_REQUIRED TASK:_
Without the pictures, return each record as it appears.

_EXCERPTED RECORDS:_
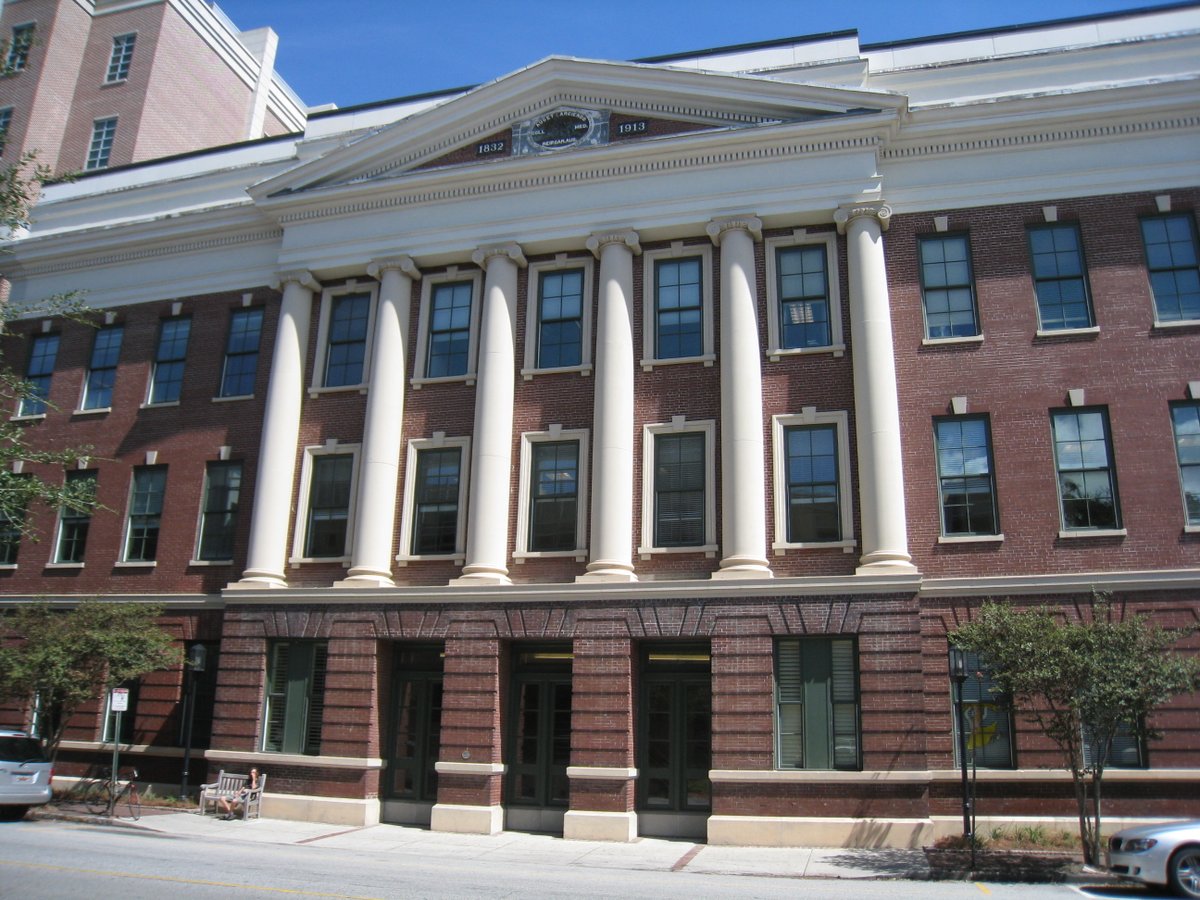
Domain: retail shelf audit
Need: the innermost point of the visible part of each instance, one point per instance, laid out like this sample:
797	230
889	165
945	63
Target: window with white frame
433	526
103	133
558	321
804	294
120	58
552	516
813	497
449	327
327	499
677	303
343	337
679	487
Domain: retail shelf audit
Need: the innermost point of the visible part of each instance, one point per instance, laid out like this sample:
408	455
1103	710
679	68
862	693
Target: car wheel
1185	871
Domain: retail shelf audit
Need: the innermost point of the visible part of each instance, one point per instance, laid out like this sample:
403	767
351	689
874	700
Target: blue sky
363	51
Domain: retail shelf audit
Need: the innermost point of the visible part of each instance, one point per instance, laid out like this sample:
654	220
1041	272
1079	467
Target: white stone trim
799	238
525	492
678	250
779	424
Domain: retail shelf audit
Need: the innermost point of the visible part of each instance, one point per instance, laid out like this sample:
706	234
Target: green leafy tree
21	487
1096	677
66	658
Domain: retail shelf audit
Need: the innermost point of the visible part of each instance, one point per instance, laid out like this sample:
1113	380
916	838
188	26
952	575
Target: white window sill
531	373
775	353
951	341
1068	331
707	359
1095	533
781	549
971	538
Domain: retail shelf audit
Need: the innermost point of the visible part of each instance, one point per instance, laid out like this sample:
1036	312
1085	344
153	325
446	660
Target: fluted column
267	557
876	400
743	465
379	463
491	450
611	538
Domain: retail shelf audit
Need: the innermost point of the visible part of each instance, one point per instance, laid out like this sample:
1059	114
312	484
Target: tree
1084	681
21	185
66	658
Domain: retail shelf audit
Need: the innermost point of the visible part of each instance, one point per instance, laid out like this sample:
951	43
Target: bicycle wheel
133	798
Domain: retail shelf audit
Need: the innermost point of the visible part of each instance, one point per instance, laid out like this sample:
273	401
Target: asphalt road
51	859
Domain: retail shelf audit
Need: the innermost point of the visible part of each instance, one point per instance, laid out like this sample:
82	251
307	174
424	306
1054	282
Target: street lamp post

_RESULT OF THE TASK:_
Domain: retail shelf audit
Need: the innermost point of the visible part of each instance, one point per instance, laid out like this sample:
797	230
889	165
945	63
Target: window with white frame
433	526
103	133
558	321
804	294
120	58
552	516
813	497
449	327
327	499
677	303
343	337
679	487
Domain: retail shelf audit
Need: the innermost point of the visible part of each instance, one point per instance, laid out like this sample:
408	455
1103	710
679	68
862	693
Target: car wheel
1185	871
Domain: retail shelf audit
Need: the innermost point of the visible part of each instance, one point per instance, laid out like this sample:
403	767
351	689
874	700
Target: blue sky
363	51
Domain: retail shelf audit
Need: the innermost point of the visible part of each instance, one point per instance, laid out like this sample:
654	220
1041	272
1079	467
Target: white stone trim
799	238
525	492
678	250
779	424
Domain: retail shelf audit
Need: the innermost point of the visible part of each instance, one point per instance, laid out like this sample:
706	234
Target: green leafy tree
21	487
1096	677
66	658
Domain: retail shelf audit
Need: the innermost point of the visible part of each instance, one point per instance, laid out like this sample:
1113	380
916	838
188	26
952	575
Target: white window sill
531	373
775	353
951	341
1068	331
707	359
1095	533
781	549
971	538
Domain: retail shelf audit
Need: the innermost point of the visible part of each instance, one point per instance, laid out like this sample:
1036	312
1085	344
153	325
446	660
Target: fluted column
267	557
876	400
743	465
379	463
491	450
611	538
Domain: retail shelf audit
Need: the innermost point of the visible part of each instance, one point per instance, laid out like this sample:
1059	114
312	484
Target: tree
1084	681
21	185
66	658
Domain: retail shelf audit
Need: the innermost point of the visible part of each instance, one point per instance, laid out like this sample:
951	43
Target: bicycle wheel
133	798
Domain: retail shelf audit
Need: the innermost point of the visible part of each instance, one point per instance, laid out like this sample:
273	401
Target: asphalt road
51	859
Domain: retail shelf audit
Need: the innermost point of the visible part of each instance, one point per instance, laid out like this sample:
82	251
307	174
424	306
1054	282
Target: street lamp post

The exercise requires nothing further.